### Material shown
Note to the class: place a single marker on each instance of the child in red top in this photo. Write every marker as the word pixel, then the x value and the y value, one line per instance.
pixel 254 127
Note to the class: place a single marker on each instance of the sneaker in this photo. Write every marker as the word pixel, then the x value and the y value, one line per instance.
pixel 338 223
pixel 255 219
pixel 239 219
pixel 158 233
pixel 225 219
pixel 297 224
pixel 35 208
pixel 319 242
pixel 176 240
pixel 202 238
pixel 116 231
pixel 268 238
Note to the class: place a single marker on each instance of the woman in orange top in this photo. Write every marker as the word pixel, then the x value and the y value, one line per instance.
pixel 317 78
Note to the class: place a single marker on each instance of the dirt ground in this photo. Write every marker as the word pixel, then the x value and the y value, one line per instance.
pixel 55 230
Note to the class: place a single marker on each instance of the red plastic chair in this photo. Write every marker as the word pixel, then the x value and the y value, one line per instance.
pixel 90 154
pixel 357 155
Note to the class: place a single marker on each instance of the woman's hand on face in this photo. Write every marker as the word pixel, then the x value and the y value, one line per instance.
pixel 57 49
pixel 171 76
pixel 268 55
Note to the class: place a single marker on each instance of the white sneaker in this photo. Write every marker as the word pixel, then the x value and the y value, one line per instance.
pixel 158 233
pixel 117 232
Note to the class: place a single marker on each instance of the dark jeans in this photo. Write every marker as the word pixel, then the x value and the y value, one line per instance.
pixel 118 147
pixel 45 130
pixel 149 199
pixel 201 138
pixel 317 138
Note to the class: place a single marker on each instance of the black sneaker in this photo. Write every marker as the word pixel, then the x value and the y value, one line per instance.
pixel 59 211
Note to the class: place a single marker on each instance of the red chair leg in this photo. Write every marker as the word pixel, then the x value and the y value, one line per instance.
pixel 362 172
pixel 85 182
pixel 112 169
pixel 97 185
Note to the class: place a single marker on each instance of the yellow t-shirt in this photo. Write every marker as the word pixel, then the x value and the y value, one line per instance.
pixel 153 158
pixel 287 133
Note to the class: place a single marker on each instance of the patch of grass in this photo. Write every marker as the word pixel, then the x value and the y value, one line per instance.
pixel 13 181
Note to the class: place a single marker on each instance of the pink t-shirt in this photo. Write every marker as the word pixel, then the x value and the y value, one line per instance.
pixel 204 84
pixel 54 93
######
- Exercise directions -
Write out word for word every line from the one containing "of the pink" through the last line of the data, and no other line.

- Output below -
Note to the class: place a single marker on each instance of the pink t-shirt in this photo. Write every marker as the word pixel, then the x value and the y value, one line per instance.
pixel 204 84
pixel 54 93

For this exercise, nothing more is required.